▶ [EXTRACT PROVIDED]:
******************************
One idea would to estimate the time it would take of the next search using some metrics as the search speed (which currently is quite slow in my implementation 10~13knps) and estimate the tree size for the next iteration. Another would of course be to improve the search speed to somewhat mitigate the lost search time- the move quality at depth 5 vs depth 4, I believe should is more significant than depth 20 vs depth 19. The deeper the search looks the smaller the chance of the move changing by jumping to the next depth. One could also try to see if the best move has changed at all over the last few levels of depth and just give up and save time for a more dynamic position in the future.
How much time should you allocate for each move? Spend too much time in the early game and you will not have enough to convert the game and you throw it. Spend too little time in the early game and you will probably put on the best but ultimately futile defense in the late game.
Human players can often identify critical situations where it is worth spending more time. It can be after the opening- you have developed, castled and done all the 'obvious' stuff you need to do to step into the middle game. It is worth spending some time here to make sure you assess the situation correctly and come up with a solid plan for the middle game. Or in extreme tactical complications- your Queen is under attack and the opponent is also making other threats. There is no point saving time in a situation like this if you can't solve it. There is no difference if in the next few moves you run out of time or get mated. But if you manage to find some in-between move or some other brilliant defensive resource you might have a fighting chance later.
How do you explain this to a computer? I have no clue. One option might be to look deeper if the previous searches returned wildly different moves and evaluations- the engine has no clue what is going on so it should figure it out.
Currently I am employing a naive approach' "I expect the game to be decided by move X and I will make sure I have plenty of time until then, after that I expect the game to be converted either way". X depends in my current implementation on the time control- for longer games I expect less blunders. So I set X to 40 in longer games and for shorter games 30. I allocate my time for the first 'important' moves equally and then once I have reached the critical point of the game I assume that the game should already be decided and can be converted in the next 10 moves or so.
This would be a sample time distribution under 5+3 and the expectation for the game to be decided in the next 5 moves after.
This is a rather naive approach but it should suffice for some basic play. Before I extracted the formula from my code and plotted it I did not notice the small climb in move times until the critical move 25. This is simply an artifact from extra time I expect to lose from lag. If I have the lag compensation correctly estimated it should become flat again.
******************************
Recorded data
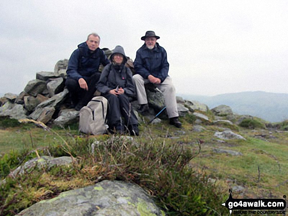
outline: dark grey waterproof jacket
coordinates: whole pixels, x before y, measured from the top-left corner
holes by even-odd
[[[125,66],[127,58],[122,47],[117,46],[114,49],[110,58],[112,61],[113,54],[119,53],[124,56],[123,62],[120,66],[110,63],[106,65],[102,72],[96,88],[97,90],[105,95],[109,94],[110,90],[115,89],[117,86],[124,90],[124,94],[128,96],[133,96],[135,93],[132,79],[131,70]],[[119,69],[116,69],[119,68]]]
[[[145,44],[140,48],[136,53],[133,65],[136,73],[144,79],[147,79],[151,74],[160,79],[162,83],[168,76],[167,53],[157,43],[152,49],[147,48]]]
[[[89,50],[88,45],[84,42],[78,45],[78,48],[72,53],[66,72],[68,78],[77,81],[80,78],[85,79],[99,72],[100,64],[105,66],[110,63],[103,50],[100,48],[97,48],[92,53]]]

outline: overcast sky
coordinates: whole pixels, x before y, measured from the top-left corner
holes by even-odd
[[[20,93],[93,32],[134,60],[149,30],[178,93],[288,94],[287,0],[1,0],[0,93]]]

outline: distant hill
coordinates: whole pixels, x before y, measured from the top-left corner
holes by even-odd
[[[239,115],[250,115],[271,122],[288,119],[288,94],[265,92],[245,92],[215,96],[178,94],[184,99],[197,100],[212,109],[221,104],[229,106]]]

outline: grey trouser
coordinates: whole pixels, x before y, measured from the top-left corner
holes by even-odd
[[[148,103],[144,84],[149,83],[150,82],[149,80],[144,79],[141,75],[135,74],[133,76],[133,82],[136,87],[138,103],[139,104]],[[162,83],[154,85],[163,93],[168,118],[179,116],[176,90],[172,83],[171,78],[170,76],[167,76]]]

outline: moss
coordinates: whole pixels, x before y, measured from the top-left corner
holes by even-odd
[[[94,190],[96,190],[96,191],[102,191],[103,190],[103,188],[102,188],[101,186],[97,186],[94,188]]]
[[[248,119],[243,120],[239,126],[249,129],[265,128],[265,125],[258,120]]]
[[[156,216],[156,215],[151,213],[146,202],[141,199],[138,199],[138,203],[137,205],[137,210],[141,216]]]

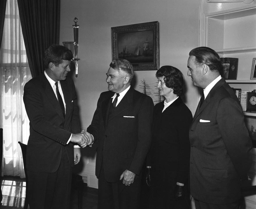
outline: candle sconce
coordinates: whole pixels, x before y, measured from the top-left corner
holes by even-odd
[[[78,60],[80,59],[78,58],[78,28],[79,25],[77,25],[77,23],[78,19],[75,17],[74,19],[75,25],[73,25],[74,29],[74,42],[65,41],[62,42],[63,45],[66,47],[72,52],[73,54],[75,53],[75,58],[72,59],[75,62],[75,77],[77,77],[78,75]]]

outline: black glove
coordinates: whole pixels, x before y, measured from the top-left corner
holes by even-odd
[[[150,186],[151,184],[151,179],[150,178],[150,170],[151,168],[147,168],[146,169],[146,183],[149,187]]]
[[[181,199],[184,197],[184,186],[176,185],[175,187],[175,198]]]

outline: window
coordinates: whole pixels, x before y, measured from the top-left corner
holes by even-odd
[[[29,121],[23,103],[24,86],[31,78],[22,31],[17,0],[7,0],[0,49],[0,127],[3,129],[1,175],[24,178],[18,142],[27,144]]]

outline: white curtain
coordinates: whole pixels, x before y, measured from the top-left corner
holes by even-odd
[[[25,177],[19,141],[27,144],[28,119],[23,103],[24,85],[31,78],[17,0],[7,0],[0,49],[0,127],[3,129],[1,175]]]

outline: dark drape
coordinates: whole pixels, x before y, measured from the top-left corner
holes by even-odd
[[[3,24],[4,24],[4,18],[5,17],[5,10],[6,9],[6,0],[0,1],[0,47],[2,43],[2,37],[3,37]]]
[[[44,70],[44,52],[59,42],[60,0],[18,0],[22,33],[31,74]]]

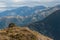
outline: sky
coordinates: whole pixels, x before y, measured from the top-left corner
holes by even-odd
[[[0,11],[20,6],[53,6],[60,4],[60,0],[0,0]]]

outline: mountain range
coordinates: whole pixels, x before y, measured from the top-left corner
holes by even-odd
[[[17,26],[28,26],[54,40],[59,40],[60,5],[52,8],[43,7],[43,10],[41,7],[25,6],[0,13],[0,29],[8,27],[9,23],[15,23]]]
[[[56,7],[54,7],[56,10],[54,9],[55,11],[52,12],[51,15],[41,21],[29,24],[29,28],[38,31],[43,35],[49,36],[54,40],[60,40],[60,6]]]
******************************
▶ [TASK LIST]:
A) From the first paragraph of the text on chess engine time management, list each idea offered for handling search time.
B) Extend the text on chess engine time management, picking up after its final sentence.
The listing is not needed for any of the work here.

▶ [THE REPLIES]:
A)
- Estimate how long the next search would take, using metrics such as search speed and an estimate of the tree size for the next iteration.
- Improve the search speed to partly make up for the lost search time.
- Check whether the best move has changed at all over the last few levels of depth, and if not, stop and save the time for a more dynamic position later.

B)
Black move times from a real game 3+2. With the target being move 20. Until move 20 every move is made in around 7 seconds and then there is a gradual decline that should asymptotic to the increment plus a bit of safety margin for lag. The singular spike I believe is a crash&restart mid-game.
I will work on improving time management and also make smarter decisions on how to use that time- maybe give up faster in some searches or allocate some extra time for others. Spend zero time when only one legal move is present or speed up time when only one moves makes sense.
This, however, is right now what infuriates me most about its play:
Just castle for once you dumb @#$%!!!!
I have been running the engine either on self-play or on lichess and have been peeking at the the game and also the evaluation and what moves it considers. I saw the engine looking at moves at various depths and it's thinking process was- depth 1: do dumb shit with my queen, depth-2: do dumb shit with my queen, depth-3: do dumb shit with my queen, depth-4: castle, maybe?, depth-5: alrighty! do dumb shit with my queen it is!
For a moment there I was hopeful it had found some sense and I felt pride and started thinking of all the good things that might be. Only to have my hopes and soul crushed again with the same old Queen shenanigans.
So I think my focus in the near future will be to try improve the evaluation function so it would play more sensible openings. I will try to address king safety, piece development and placement and more advanced pawn structures. I have some ideas how to implement a smart evaluation yet take as much shortcuts to keep it simple.
Before we part I want to share this small little gem it played today. It found a beautiful smothered mate and my friend decided to resign before it could play out on the board. Bit rude tbh.